## Goal:
Everything from the line with "of the electrical" to the end of the data should be restated word for word, and nothing before it.

## Supplied records:
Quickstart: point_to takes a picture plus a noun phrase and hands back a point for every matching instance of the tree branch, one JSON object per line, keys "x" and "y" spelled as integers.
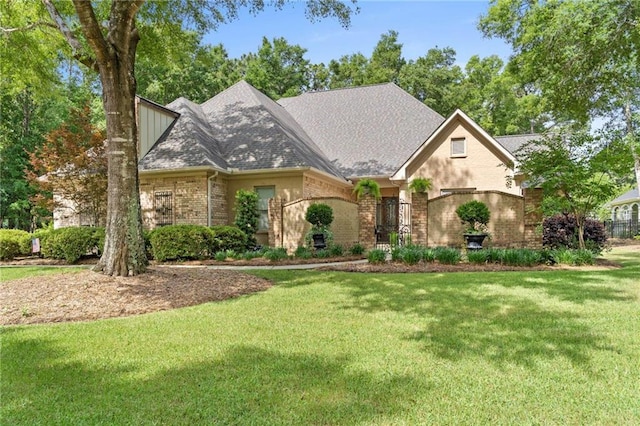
{"x": 29, "y": 27}
{"x": 77, "y": 51}
{"x": 91, "y": 29}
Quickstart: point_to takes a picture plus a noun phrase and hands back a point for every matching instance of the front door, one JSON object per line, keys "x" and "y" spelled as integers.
{"x": 386, "y": 218}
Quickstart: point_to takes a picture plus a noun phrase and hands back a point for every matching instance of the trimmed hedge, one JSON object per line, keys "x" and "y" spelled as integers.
{"x": 182, "y": 242}
{"x": 70, "y": 243}
{"x": 14, "y": 242}
{"x": 319, "y": 214}
{"x": 228, "y": 238}
{"x": 561, "y": 231}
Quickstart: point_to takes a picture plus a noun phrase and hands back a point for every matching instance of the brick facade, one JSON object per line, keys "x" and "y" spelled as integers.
{"x": 419, "y": 218}
{"x": 188, "y": 199}
{"x": 507, "y": 226}
{"x": 367, "y": 219}
{"x": 532, "y": 217}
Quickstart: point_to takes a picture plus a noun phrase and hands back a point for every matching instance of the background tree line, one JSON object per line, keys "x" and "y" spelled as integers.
{"x": 484, "y": 89}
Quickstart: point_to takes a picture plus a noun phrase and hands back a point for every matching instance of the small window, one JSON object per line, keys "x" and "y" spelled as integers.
{"x": 163, "y": 207}
{"x": 458, "y": 147}
{"x": 446, "y": 191}
{"x": 264, "y": 194}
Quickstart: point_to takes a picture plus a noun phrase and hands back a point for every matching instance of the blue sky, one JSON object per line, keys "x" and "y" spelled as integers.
{"x": 421, "y": 25}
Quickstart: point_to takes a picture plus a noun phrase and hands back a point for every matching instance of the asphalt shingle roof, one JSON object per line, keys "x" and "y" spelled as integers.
{"x": 632, "y": 194}
{"x": 364, "y": 131}
{"x": 190, "y": 142}
{"x": 254, "y": 132}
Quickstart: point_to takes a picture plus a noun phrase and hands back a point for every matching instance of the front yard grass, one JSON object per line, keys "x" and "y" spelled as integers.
{"x": 542, "y": 347}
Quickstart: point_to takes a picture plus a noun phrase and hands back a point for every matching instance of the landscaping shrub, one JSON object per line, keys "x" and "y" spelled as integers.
{"x": 521, "y": 257}
{"x": 100, "y": 235}
{"x": 474, "y": 215}
{"x": 181, "y": 242}
{"x": 303, "y": 252}
{"x": 411, "y": 255}
{"x": 323, "y": 254}
{"x": 357, "y": 249}
{"x": 563, "y": 256}
{"x": 336, "y": 250}
{"x": 428, "y": 254}
{"x": 376, "y": 256}
{"x": 478, "y": 257}
{"x": 276, "y": 254}
{"x": 562, "y": 231}
{"x": 220, "y": 256}
{"x": 247, "y": 214}
{"x": 447, "y": 255}
{"x": 584, "y": 257}
{"x": 14, "y": 242}
{"x": 396, "y": 253}
{"x": 227, "y": 237}
{"x": 69, "y": 244}
{"x": 319, "y": 214}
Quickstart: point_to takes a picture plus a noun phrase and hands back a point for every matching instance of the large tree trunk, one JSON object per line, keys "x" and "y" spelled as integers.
{"x": 115, "y": 52}
{"x": 124, "y": 252}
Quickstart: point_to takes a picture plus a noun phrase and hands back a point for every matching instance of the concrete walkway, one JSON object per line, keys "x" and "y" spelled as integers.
{"x": 268, "y": 267}
{"x": 220, "y": 267}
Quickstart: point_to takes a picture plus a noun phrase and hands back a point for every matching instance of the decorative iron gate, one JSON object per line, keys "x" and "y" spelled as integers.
{"x": 393, "y": 217}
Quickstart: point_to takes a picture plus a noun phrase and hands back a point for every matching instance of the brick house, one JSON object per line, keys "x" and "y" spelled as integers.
{"x": 316, "y": 146}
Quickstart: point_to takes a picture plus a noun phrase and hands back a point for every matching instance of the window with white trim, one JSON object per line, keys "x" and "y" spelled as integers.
{"x": 264, "y": 194}
{"x": 458, "y": 147}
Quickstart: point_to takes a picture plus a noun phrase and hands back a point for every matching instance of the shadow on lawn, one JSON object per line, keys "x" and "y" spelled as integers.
{"x": 512, "y": 317}
{"x": 248, "y": 385}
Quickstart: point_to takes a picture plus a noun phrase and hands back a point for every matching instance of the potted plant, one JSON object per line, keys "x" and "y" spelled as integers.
{"x": 367, "y": 187}
{"x": 474, "y": 216}
{"x": 320, "y": 216}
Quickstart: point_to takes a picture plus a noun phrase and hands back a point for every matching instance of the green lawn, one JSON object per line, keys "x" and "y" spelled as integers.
{"x": 559, "y": 347}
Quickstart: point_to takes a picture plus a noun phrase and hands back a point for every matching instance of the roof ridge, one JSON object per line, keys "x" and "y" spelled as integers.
{"x": 337, "y": 89}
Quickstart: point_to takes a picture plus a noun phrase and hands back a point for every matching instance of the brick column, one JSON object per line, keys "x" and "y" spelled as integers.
{"x": 419, "y": 221}
{"x": 532, "y": 217}
{"x": 275, "y": 222}
{"x": 367, "y": 221}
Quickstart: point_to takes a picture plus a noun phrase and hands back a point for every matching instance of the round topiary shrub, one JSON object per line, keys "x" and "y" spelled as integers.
{"x": 474, "y": 215}
{"x": 319, "y": 214}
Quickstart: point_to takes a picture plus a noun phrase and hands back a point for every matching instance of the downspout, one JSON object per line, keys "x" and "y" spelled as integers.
{"x": 209, "y": 194}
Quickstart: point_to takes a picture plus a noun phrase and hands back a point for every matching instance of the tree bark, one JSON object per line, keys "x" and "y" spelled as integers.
{"x": 633, "y": 143}
{"x": 124, "y": 252}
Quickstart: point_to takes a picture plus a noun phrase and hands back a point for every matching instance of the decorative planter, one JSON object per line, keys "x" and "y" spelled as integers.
{"x": 474, "y": 241}
{"x": 319, "y": 242}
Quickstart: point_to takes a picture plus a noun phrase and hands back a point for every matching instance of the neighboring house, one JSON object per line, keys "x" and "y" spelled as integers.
{"x": 194, "y": 157}
{"x": 625, "y": 220}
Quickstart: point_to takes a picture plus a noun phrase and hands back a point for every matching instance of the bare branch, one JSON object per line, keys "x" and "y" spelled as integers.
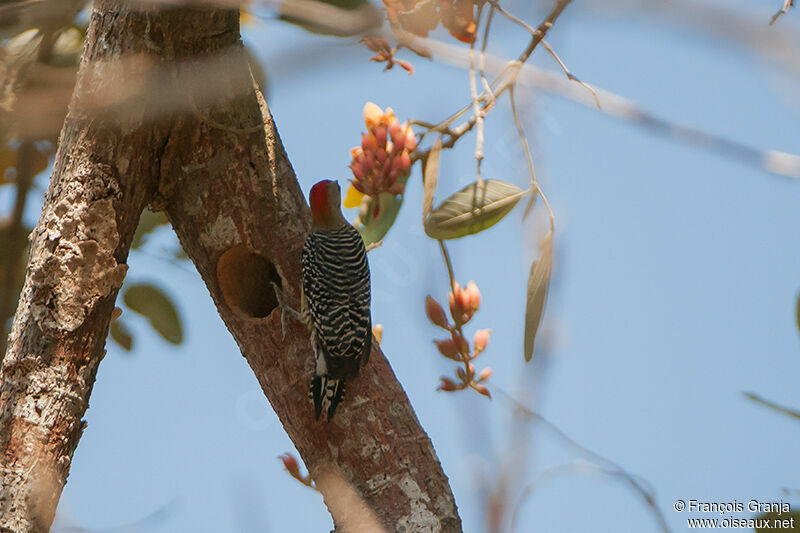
{"x": 786, "y": 5}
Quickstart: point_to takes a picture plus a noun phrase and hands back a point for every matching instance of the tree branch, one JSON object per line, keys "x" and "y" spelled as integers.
{"x": 241, "y": 217}
{"x": 219, "y": 170}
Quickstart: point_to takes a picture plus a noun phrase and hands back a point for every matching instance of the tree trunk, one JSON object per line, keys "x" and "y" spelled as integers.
{"x": 215, "y": 163}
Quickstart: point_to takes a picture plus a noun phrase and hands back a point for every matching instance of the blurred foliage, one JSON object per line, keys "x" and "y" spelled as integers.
{"x": 148, "y": 222}
{"x": 538, "y": 283}
{"x": 151, "y": 302}
{"x": 120, "y": 334}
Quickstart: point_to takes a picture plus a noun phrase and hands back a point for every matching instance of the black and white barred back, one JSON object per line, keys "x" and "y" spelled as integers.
{"x": 336, "y": 290}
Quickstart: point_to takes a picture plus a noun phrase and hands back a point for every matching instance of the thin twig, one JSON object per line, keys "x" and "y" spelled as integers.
{"x": 646, "y": 494}
{"x": 570, "y": 75}
{"x": 482, "y": 58}
{"x": 774, "y": 161}
{"x": 506, "y": 77}
{"x": 529, "y": 159}
{"x": 786, "y": 5}
{"x": 477, "y": 112}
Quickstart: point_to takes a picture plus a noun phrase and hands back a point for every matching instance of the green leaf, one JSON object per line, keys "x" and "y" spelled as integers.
{"x": 154, "y": 305}
{"x": 374, "y": 227}
{"x": 766, "y": 403}
{"x": 777, "y": 521}
{"x": 538, "y": 283}
{"x": 120, "y": 334}
{"x": 148, "y": 223}
{"x": 797, "y": 312}
{"x": 473, "y": 209}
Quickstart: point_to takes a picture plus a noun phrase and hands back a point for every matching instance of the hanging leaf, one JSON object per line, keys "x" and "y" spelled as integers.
{"x": 375, "y": 226}
{"x": 766, "y": 403}
{"x": 154, "y": 305}
{"x": 473, "y": 209}
{"x": 538, "y": 283}
{"x": 120, "y": 334}
{"x": 430, "y": 175}
{"x": 797, "y": 312}
{"x": 148, "y": 222}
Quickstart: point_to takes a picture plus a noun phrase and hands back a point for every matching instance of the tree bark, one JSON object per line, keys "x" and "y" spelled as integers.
{"x": 219, "y": 170}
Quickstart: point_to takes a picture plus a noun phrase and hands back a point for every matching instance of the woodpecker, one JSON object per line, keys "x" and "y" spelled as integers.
{"x": 335, "y": 298}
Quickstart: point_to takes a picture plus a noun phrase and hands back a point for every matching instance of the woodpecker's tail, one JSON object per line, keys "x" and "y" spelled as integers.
{"x": 327, "y": 393}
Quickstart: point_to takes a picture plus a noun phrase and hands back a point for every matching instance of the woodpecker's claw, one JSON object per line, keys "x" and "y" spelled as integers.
{"x": 284, "y": 308}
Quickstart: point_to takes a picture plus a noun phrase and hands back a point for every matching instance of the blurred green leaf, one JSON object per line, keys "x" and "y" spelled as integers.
{"x": 120, "y": 334}
{"x": 375, "y": 227}
{"x": 148, "y": 222}
{"x": 473, "y": 209}
{"x": 766, "y": 403}
{"x": 538, "y": 283}
{"x": 786, "y": 521}
{"x": 153, "y": 304}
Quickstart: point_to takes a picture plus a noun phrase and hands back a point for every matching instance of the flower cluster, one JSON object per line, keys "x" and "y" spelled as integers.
{"x": 464, "y": 302}
{"x": 421, "y": 16}
{"x": 383, "y": 161}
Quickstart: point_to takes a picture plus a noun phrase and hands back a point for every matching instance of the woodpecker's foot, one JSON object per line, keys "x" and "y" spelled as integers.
{"x": 284, "y": 308}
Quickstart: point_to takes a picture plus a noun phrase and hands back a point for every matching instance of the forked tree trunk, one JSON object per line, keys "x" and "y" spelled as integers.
{"x": 199, "y": 143}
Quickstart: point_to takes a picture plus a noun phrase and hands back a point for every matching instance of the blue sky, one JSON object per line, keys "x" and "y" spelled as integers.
{"x": 675, "y": 278}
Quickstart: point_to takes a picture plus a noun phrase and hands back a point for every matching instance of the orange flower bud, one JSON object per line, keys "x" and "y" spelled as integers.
{"x": 368, "y": 143}
{"x": 381, "y": 155}
{"x": 411, "y": 140}
{"x": 396, "y": 188}
{"x": 397, "y": 135}
{"x": 461, "y": 342}
{"x": 377, "y": 332}
{"x": 473, "y": 296}
{"x": 435, "y": 313}
{"x": 372, "y": 114}
{"x": 379, "y": 132}
{"x": 481, "y": 339}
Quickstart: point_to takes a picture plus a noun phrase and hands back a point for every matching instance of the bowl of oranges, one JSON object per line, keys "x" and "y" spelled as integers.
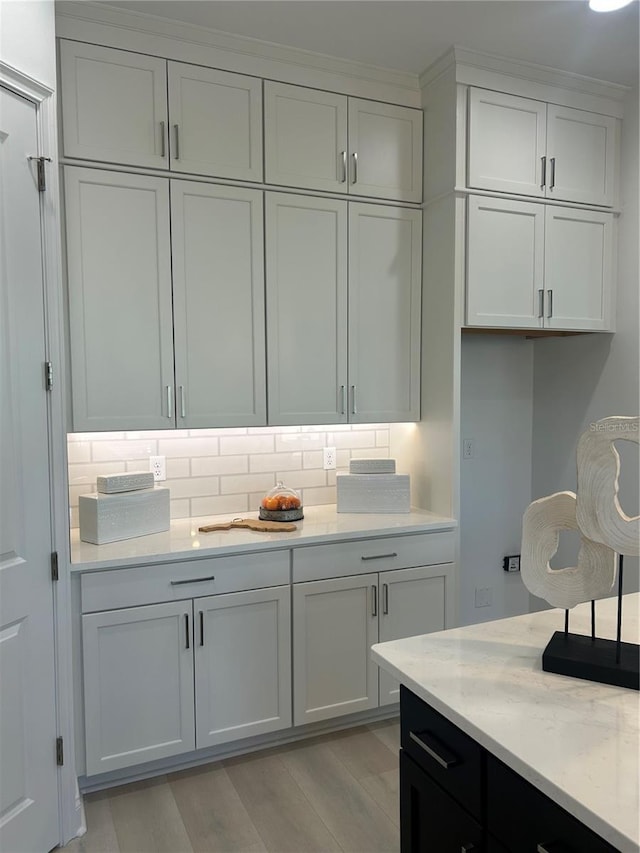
{"x": 281, "y": 504}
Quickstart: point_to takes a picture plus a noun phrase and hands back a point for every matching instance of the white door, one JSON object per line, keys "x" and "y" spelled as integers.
{"x": 28, "y": 773}
{"x": 578, "y": 269}
{"x": 384, "y": 313}
{"x": 114, "y": 105}
{"x": 385, "y": 150}
{"x": 218, "y": 304}
{"x": 242, "y": 664}
{"x": 215, "y": 122}
{"x": 505, "y": 263}
{"x": 581, "y": 156}
{"x": 119, "y": 279}
{"x": 138, "y": 685}
{"x": 305, "y": 137}
{"x": 306, "y": 262}
{"x": 506, "y": 143}
{"x": 335, "y": 623}
{"x": 412, "y": 602}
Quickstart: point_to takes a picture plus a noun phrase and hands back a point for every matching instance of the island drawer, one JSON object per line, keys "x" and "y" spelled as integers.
{"x": 361, "y": 556}
{"x": 449, "y": 756}
{"x": 534, "y": 823}
{"x": 138, "y": 585}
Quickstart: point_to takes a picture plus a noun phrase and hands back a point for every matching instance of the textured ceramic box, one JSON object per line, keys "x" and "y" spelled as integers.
{"x": 109, "y": 518}
{"x": 373, "y": 493}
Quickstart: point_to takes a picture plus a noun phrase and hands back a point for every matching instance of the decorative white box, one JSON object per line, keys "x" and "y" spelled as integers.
{"x": 373, "y": 493}
{"x": 109, "y": 518}
{"x": 372, "y": 466}
{"x": 129, "y": 482}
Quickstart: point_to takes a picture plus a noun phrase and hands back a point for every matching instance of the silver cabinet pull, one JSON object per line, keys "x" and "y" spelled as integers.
{"x": 193, "y": 580}
{"x": 176, "y": 130}
{"x": 380, "y": 556}
{"x": 432, "y": 746}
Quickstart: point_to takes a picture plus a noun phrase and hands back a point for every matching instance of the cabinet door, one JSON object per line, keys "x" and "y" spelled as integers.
{"x": 242, "y": 664}
{"x": 581, "y": 151}
{"x": 578, "y": 269}
{"x": 505, "y": 263}
{"x": 412, "y": 602}
{"x": 305, "y": 137}
{"x": 218, "y": 301}
{"x": 114, "y": 105}
{"x": 335, "y": 623}
{"x": 306, "y": 262}
{"x": 506, "y": 143}
{"x": 138, "y": 685}
{"x": 216, "y": 122}
{"x": 119, "y": 279}
{"x": 385, "y": 145}
{"x": 384, "y": 313}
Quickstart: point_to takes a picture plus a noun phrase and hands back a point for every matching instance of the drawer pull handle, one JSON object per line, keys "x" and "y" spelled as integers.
{"x": 193, "y": 580}
{"x": 379, "y": 556}
{"x": 435, "y": 749}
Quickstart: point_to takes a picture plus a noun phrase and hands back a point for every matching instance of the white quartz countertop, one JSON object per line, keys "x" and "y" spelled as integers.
{"x": 575, "y": 740}
{"x": 321, "y": 524}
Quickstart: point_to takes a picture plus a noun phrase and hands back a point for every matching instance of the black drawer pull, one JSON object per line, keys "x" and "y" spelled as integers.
{"x": 435, "y": 749}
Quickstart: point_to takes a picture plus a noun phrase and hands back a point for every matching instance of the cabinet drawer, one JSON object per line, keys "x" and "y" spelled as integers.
{"x": 448, "y": 755}
{"x": 535, "y": 822}
{"x": 319, "y": 562}
{"x": 117, "y": 588}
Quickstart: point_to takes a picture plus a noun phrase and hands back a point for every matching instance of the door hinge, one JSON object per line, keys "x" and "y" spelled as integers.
{"x": 42, "y": 175}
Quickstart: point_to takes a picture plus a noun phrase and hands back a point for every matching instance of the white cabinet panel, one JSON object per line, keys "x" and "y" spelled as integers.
{"x": 114, "y": 105}
{"x": 119, "y": 278}
{"x": 216, "y": 122}
{"x": 306, "y": 268}
{"x": 138, "y": 685}
{"x": 242, "y": 665}
{"x": 505, "y": 263}
{"x": 218, "y": 293}
{"x": 384, "y": 313}
{"x": 578, "y": 265}
{"x": 305, "y": 137}
{"x": 385, "y": 145}
{"x": 335, "y": 624}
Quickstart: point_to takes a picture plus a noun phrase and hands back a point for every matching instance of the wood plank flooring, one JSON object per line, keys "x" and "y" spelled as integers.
{"x": 327, "y": 794}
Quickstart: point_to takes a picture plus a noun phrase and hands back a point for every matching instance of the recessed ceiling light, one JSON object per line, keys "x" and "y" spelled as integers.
{"x": 608, "y": 5}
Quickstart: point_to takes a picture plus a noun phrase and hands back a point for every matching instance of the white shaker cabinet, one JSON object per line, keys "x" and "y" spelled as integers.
{"x": 119, "y": 285}
{"x": 114, "y": 105}
{"x": 215, "y": 120}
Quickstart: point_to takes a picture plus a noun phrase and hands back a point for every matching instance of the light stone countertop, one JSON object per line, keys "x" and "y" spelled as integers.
{"x": 321, "y": 525}
{"x": 575, "y": 740}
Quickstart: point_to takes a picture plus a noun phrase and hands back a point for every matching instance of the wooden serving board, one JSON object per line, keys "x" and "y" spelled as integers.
{"x": 251, "y": 524}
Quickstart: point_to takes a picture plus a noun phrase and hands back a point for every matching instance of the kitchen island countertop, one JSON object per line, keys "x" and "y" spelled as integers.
{"x": 577, "y": 741}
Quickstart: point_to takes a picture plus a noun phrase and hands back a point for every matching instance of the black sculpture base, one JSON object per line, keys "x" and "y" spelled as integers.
{"x": 593, "y": 659}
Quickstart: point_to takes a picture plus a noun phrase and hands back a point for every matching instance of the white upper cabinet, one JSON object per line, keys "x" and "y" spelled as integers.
{"x": 215, "y": 120}
{"x": 320, "y": 140}
{"x": 218, "y": 302}
{"x": 527, "y": 147}
{"x": 114, "y": 105}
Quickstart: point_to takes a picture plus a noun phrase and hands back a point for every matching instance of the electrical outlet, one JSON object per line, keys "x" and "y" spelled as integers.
{"x": 158, "y": 465}
{"x": 329, "y": 458}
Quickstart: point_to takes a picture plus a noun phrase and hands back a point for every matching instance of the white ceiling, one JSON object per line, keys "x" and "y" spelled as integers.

## Result of this task:
Quickstart: point_to takes a picture plus a noun phrase and hands back a point for every matching instance of the electrical outlet, one JSON object per line, keys "x" and "y" spelled as integers.
{"x": 158, "y": 465}
{"x": 329, "y": 458}
Quickstart: point_to takes a picture plus a noun phrase and hands back a point for every matching instance of the white ceiling, one JSON object per line, keys "x" and "y" spelled as integers.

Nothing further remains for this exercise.